● **DATA SUPPLIED**
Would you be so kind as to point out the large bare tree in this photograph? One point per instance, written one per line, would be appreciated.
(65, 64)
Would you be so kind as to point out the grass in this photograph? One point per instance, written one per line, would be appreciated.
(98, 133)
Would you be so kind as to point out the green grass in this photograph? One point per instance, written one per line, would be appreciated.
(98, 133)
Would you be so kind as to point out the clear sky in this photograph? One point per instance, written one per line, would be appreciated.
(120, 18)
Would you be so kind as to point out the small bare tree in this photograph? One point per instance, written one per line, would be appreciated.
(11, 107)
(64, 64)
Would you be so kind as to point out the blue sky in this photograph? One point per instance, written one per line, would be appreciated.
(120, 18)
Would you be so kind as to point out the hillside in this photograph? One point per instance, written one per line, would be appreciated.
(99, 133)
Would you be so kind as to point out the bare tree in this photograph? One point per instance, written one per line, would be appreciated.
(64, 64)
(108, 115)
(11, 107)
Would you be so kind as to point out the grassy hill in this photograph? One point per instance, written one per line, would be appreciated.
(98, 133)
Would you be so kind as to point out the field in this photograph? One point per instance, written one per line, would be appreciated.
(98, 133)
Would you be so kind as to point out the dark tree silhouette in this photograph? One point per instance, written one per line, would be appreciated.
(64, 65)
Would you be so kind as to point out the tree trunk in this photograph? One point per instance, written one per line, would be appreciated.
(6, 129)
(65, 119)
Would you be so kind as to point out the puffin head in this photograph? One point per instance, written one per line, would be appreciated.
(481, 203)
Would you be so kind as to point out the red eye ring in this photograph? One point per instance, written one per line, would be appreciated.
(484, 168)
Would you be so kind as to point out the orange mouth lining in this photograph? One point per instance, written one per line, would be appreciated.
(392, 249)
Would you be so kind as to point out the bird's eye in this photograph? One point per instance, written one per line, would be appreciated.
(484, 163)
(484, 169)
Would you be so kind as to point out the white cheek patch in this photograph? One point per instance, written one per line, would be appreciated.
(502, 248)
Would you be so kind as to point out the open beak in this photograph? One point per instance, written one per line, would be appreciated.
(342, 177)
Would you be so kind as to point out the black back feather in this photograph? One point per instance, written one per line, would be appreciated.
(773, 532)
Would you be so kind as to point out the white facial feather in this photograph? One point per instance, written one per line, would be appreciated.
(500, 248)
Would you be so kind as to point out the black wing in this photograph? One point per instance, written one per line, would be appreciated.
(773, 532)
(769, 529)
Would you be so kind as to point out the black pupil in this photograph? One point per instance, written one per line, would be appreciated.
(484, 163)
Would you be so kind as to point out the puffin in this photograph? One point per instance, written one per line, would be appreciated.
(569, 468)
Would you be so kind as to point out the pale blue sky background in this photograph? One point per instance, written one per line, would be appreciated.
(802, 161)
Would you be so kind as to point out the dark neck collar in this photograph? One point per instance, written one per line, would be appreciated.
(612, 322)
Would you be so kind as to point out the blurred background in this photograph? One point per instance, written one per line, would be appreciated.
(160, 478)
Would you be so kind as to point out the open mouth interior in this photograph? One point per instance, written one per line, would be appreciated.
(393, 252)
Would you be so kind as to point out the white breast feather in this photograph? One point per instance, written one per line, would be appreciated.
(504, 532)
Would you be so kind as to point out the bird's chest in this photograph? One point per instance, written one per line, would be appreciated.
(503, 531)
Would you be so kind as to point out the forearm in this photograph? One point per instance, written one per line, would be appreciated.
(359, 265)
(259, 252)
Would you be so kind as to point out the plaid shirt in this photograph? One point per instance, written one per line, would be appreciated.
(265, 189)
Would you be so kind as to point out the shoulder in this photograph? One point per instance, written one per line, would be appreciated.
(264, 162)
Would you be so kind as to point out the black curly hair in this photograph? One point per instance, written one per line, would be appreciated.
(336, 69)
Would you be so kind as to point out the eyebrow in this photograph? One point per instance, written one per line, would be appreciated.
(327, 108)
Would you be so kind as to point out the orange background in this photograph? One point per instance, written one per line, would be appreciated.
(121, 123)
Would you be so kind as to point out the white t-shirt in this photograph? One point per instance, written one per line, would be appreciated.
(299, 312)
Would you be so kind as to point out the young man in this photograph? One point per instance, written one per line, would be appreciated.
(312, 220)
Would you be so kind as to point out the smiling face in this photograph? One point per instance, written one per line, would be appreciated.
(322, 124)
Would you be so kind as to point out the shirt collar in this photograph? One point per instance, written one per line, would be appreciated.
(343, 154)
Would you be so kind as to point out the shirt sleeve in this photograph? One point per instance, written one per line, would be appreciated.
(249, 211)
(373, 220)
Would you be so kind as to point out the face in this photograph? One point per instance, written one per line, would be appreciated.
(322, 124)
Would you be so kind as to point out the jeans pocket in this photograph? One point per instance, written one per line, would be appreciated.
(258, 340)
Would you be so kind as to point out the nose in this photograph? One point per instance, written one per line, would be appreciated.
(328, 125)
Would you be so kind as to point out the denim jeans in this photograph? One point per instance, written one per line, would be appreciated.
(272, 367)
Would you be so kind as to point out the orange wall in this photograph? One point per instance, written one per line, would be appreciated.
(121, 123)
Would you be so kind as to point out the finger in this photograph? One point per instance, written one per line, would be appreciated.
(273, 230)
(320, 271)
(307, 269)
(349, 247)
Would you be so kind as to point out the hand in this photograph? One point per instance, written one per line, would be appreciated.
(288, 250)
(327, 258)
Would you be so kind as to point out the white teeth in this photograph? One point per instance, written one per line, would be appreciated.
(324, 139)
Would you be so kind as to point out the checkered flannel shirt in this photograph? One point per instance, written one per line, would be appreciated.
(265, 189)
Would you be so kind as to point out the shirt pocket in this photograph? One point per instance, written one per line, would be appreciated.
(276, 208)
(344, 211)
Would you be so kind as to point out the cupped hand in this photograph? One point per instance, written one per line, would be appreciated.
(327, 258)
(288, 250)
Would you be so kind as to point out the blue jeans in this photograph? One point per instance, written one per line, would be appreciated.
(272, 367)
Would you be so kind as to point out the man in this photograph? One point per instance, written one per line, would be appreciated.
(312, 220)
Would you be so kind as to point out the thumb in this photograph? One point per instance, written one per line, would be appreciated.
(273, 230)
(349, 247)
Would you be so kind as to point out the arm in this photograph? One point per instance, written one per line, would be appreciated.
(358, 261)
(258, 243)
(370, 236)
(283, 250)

● **WRITTEN REQUEST**
Reproduce all of the material above verbatim, line for line.

● **WORKED ANSWER**
Would you be so kind as to point out the large bare tree in this photograph? One point per instance, written one per line, would be appreciated.
(65, 64)
Would you be so kind as to point out the grass in this photograph? One point per instance, written one per line, would be appreciated.
(98, 133)
Would you be so kind as to point out the green grass in this photograph? One point per instance, written one per line, would be appreciated.
(98, 133)
Would you be so kind as to point out the clear sky in this photograph? One point per instance, written one per line, would be appreciated.
(120, 18)
Would you be so kind as to point out the small bare tree in this photograph? One point per instance, written one per line, would be appreciated.
(11, 107)
(64, 64)
Would you be so kind as to point out the blue sky in this photograph? One point per instance, written one per line, would be appreciated.
(120, 18)
Would you be so kind as to point out the hillside in this photograph? One point per instance, written one per line, would be appreciated.
(99, 133)
Would you be so kind as to point out the bare tree in this photograph? One point per instance, written one per line, would be appreciated.
(64, 64)
(108, 115)
(11, 107)
Would you be so kind as to point out the grassy hill in this photograph? One point per instance, written one per line, would be appreciated.
(98, 133)
Would you be so kind as to point out the field in this photograph? One point per instance, written one per line, would be appreciated.
(98, 133)
Would you be so kind as to point out the dark tree silhouette in this photograph? One point per instance, written one per line, would be appreciated.
(64, 65)
Would you be so kind as to point out the tree trunk in this photograph? One point per instance, written one per line, would be appreciated.
(6, 129)
(65, 119)
Would you be so kind as to point out the puffin head in this photograph? One point per instance, written one per line, would be appreciated.
(481, 203)
Would you be so kind as to point out the red eye ring in this photograph? One point per instance, written one per line, would be appreciated.
(484, 168)
Would you be so kind as to point out the orange mouth lining in this photograph? One point per instance, written one per line, would be appreciated.
(392, 249)
Would you be so kind as to point out the bird's eye in this photograph? One point per instance, written one per line, would be appreciated.
(484, 163)
(484, 169)
Would you be so kind as to point out the white cheek patch in this photograph? One point per instance, written one per line, would be appreciated.
(502, 248)
Would you be so kind as to point out the open beak in this photograph? One point per instance, written one per line, would be appreciated.
(342, 177)
Would you be so kind as to point out the black back feather in this photograph? One point per instance, written one per line, would be appreciated.
(773, 532)
Would you be so kind as to point out the white facial feather in this photograph? One point per instance, written one per line, would be appreciated.
(500, 248)
Would you be so kind as to point out the black wing in this photograph? One point per instance, written one per line, would be appreciated.
(773, 532)
(769, 529)
Would you be so kind as to point out the black pupil in this photograph? One point per instance, written one per line, would be appreciated.
(484, 163)
Would you be so kind as to point out the puffin in this photograph? One point per instance, written one per line, would be appreciated.
(569, 468)
Would you be so kind as to point out the pale blue sky background in this photograph? One point per instance, written one per line, would be appreciated.
(802, 161)
Would you be so kind as to point out the dark neck collar in this photograph? One point per instance, written one per line, would be appreciated.
(612, 322)
Would you be so kind as to point out the blurred background in this photograph? One point per instance, written one per line, would be appreciated.
(160, 478)
Would you be so kind as to point out the open mouth interior in this photograph? One point per instance, written one per line, would be appreciated.
(393, 252)
Would you be so kind as to point out the white breast feather in this photograph? One point per instance, written one per line, would be appreciated.
(504, 532)
Would you be so kind as to point out the bird's chest in this photograph? One point per instance, written one per line, would be appreciated.
(503, 531)
Would you be so kind as to point out the forearm in this photograph? One point per instance, written one per line, would be appreciated.
(359, 265)
(259, 252)
Would you be so kind as to point out the plaid shirt in this photograph? One point per instance, written one per line, would be appreciated.
(265, 189)
Would you be so kind as to point out the shoulder in this photograph? One point per instance, written one per line, would be appreciated.
(264, 162)
Would you be so kind as to point out the black curly hair in this photograph? One point per instance, written one per line, would be appreciated.
(336, 69)
Would you be so kind as to point out the eyebrow in this photograph? One point per instance, written one per line, would be appreciated.
(327, 108)
Would you be so kind as to point out the orange background in this photograph? One point per instance, written one per line, would be appreciated.
(121, 123)
Would you be so kind as to point out the white t-shirt in this photograph? One point per instance, written one per line, would be appreciated.
(299, 312)
Would you be so kind as to point out the young man in this photograph? One point per instance, written one per line, would be appreciated.
(312, 220)
Would you be so kind as to point out the smiling face in this photograph? One point per instance, written one per line, would be appreciated.
(322, 124)
Would you be so kind as to point out the shirt collar in this photograph? One point per instance, written one per line, would be appreciated.
(343, 154)
Would you be so kind as to point out the shirt sleeve in this photograph? One point per instance, written one per line, would be appreciated.
(249, 211)
(373, 220)
Would you be so kind as to point out the face in this photograph? One point per instance, written one per line, would be appreciated.
(322, 124)
Would you be so kind as to point out the jeans pocket in this photograph? One point per instance, written one per line, would be appreciated.
(258, 340)
Would you be so kind as to point out the nose in this photograph? One point per instance, written one per line, would be appreciated.
(328, 125)
Would you be so kind as to point out the denim jeans in this photograph? One point per instance, written one per line, would be appreciated.
(272, 367)
Would you be so kind as to point out the orange wall in this photograph? One point per instance, written one per line, would be appreciated.
(121, 123)
Would you be so kind as to point out the finger in this photograph? One point per instance, written one per line, would be appreciated.
(273, 230)
(320, 271)
(307, 269)
(349, 247)
Would you be so kind as to point out the hand in this photograph? One point per instance, written one per line, would be appreciated.
(288, 250)
(327, 258)
Would you be so kind as to point out the white teeth in this photograph? One point per instance, written one per line, would be appreciated.
(324, 139)
Would you be so kind as to point out the checkered flannel shirt in this photograph? One point per instance, written one per line, would be appreciated.
(265, 189)
Would you be so kind as to point out the shirt pocket in this photograph? One point per instance, written one per line, would be appreciated.
(276, 208)
(344, 211)
Would you be so kind as to point out the cupped hand in this photograph? One point per instance, written one per line, would be appreciated.
(327, 258)
(288, 250)
Would you be so kind as to point out the blue jeans in this photograph? One point per instance, written one per line, would be appreciated.
(272, 367)
Would you be so kind as to point out the man in this photograph? One point per instance, written one per line, would be appreciated.
(312, 220)
Would you be so kind as to point out the thumb in this photograph? One point per instance, written one per line, would be appreciated.
(273, 230)
(349, 247)
Would you be so kind as to point out the arm in this photograph? One point per instance, written one per line, would be appreciated.
(358, 261)
(258, 243)
(370, 236)
(283, 250)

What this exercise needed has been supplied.